• [WORK INSTRUCTIONS]:
Examine the entries and show every line in which the word "query" is found.
──────── MATERIALS PROVIDED
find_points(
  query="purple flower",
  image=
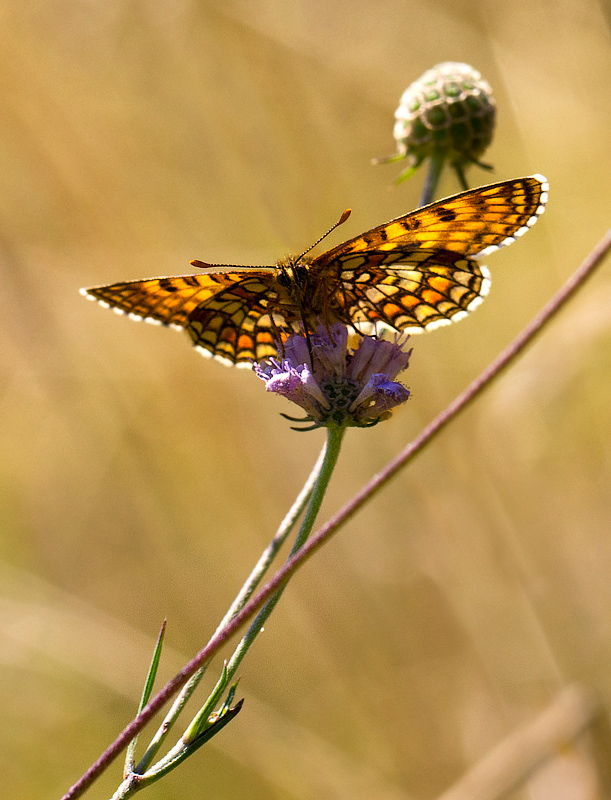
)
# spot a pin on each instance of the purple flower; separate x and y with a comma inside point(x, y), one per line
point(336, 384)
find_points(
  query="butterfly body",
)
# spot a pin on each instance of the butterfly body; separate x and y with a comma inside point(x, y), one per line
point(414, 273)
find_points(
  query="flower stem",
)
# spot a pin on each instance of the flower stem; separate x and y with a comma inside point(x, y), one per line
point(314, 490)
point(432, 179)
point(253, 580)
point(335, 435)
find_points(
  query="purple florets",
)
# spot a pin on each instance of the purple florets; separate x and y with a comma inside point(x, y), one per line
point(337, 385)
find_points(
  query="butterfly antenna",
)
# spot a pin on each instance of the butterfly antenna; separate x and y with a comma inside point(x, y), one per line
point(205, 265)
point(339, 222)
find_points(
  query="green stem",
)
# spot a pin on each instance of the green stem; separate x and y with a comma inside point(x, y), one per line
────────────────
──────── MATERIALS PROVIDED
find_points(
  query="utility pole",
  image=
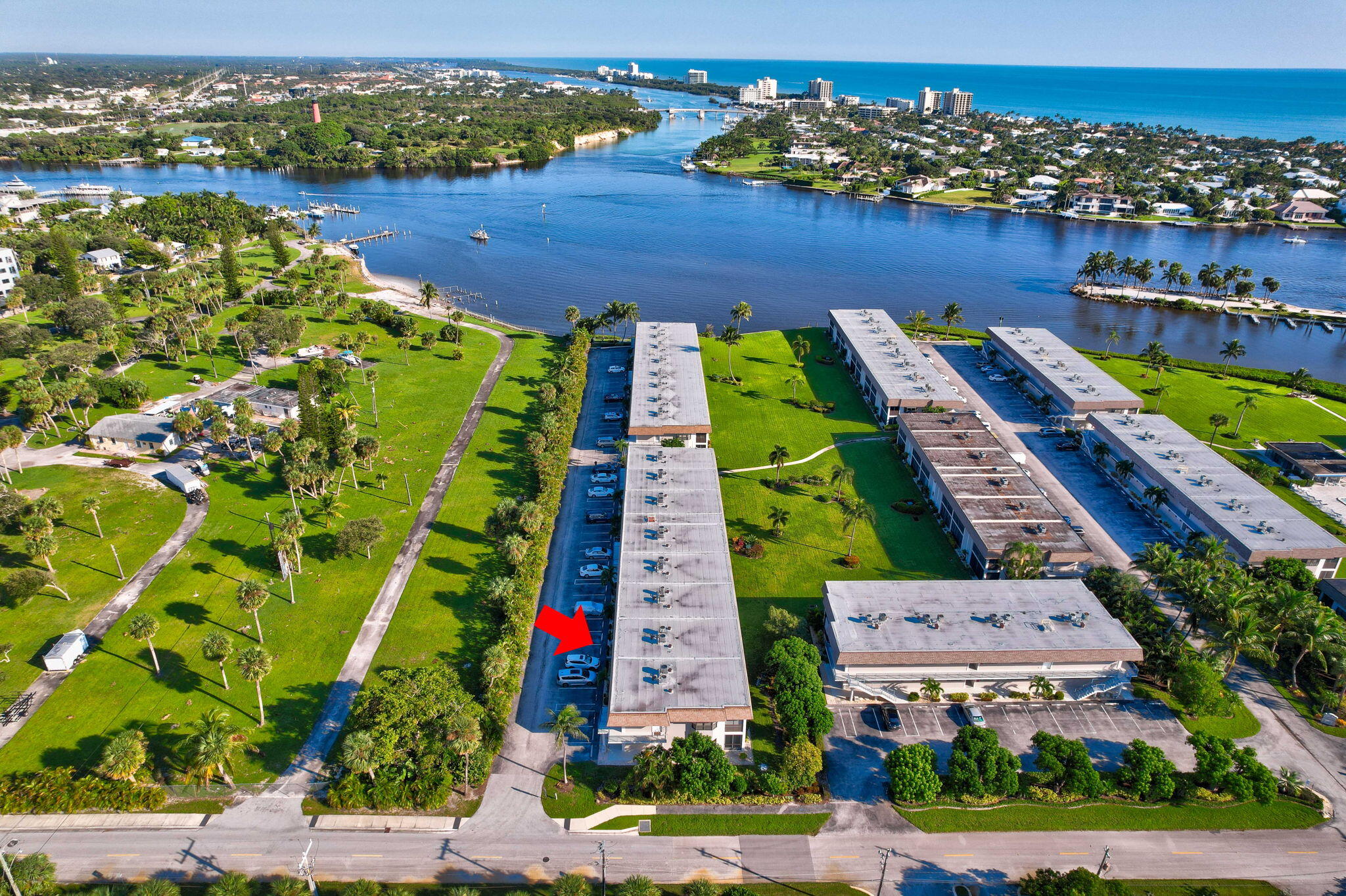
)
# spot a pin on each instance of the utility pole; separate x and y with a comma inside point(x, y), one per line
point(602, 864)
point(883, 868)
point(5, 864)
────────────────
• [TASK ANSWER]:
  query="purple flower",
  query="butterfly body",
  query="flower stem",
  query="purple florets",
  query="butterfly antenna",
  query="green stem",
  query="utility pole",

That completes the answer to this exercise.